**EL PROBLEMA**
Según el fragmento de lectura, ¿qué tres cosas hacen a la vez los estudiantes de bachillerato en el aeropuerto?

**FRAGMENTO DE LECTURA**
━━━━━━━━━━

Aeropuerto de Barajas. Dos docenas de estudiantes de bachillerato se disponen a emprender un viaje de fin de curso. Todos despliegan una increíble capacidad para desenvolverse en tres planos simultáneos: jugar con sus móviles, compartir fotos y comentar memes. De repente, sobre el rumor de las conversaciones banales se escucha: “Pues yo voy a votar a Vox”. El móvil emite un silbido y un muchacho replica un tuit. Alguien que nunca será un conscripto musita las estrofas de El novio de la muerte. Un millenial va a estrenar su condición de ciudadano votando a un partido que enaltece un pasado de autarquía, censura moral y plato único.
¿Cómo se explica que trabajadores de uno de los últimos enclaves del muy desvaído cinturón rojo repitan falacias históricas propaladas por quienes, por otra parte, pretenden precarizar sus condiciones laborales y bajar los impuestos a las rentas altas? ¿Qué lleva a unos postadolescentes a formular a la ligera un envite contra su futuro con el mismo talante despreocupado con que acudirían a la casa de apuestas de la esquina de su instituto?

━━━━━━━━━━

**DATOS PROPORCIONADOS**

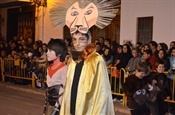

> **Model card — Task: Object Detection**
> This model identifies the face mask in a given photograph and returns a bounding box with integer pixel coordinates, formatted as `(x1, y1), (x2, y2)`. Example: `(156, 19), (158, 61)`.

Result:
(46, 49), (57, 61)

━━━━━━━━━━

**RESPUESTA DESARROLLADA**
Juegan con sus móviles, comparten fotos y comentan memes.